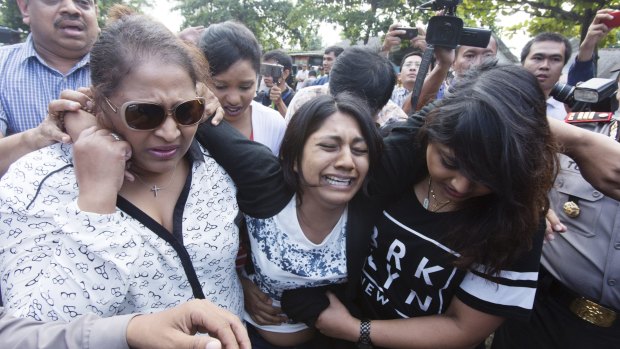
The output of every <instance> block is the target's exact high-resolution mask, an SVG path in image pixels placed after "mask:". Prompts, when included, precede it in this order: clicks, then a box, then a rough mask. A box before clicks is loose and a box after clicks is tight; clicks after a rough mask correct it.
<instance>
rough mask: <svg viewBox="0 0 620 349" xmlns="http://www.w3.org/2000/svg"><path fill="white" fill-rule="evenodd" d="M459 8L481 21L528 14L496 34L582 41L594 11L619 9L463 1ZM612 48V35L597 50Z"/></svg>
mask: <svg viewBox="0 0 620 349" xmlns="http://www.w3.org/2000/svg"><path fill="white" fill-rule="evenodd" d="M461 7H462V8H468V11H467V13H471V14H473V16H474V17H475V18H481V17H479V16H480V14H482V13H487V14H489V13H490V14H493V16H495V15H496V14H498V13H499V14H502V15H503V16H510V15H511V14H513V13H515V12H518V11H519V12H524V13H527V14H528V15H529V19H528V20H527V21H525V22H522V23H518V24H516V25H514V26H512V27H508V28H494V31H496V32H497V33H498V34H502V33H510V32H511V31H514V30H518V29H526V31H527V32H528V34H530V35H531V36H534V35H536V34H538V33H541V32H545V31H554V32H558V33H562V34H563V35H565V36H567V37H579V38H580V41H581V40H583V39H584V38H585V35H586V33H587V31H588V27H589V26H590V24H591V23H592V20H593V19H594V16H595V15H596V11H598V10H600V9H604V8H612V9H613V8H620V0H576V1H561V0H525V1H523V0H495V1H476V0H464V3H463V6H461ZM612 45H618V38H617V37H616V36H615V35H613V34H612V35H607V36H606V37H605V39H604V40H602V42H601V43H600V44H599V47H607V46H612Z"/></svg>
────────
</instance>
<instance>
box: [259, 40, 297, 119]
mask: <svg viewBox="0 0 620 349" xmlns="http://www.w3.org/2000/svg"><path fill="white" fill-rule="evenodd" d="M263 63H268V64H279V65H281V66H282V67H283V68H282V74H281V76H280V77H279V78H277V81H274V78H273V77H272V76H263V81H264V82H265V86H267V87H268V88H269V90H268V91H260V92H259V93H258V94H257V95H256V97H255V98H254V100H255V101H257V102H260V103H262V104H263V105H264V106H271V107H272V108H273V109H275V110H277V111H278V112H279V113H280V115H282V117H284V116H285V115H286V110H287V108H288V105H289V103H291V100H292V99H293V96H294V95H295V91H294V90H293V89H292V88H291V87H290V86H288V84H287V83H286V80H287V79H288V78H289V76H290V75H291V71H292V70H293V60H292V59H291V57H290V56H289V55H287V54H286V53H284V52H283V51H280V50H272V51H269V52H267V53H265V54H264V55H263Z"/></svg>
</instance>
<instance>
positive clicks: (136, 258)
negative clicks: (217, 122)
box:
────────
> [Exercise description]: Copy the lines of the records starting at the line that contains "The output of" and ending at the line that contains "rough mask: <svg", both included, keeping every character as it stands.

> [Task response]:
The output of every <instance> block is the target's exact high-resolution mask, an SVG path in image pixels placed after "mask:". Prompts, when included, precede it in this order: clicks, then a box, then a rough mask. A box before clicks is loose and a box after clicks is tight; clicks after a rough mask correct it.
<instance>
rough mask: <svg viewBox="0 0 620 349" xmlns="http://www.w3.org/2000/svg"><path fill="white" fill-rule="evenodd" d="M459 8L481 21L528 14L496 34L582 41L594 11L619 9L463 1ZM612 48V35L597 50Z"/></svg>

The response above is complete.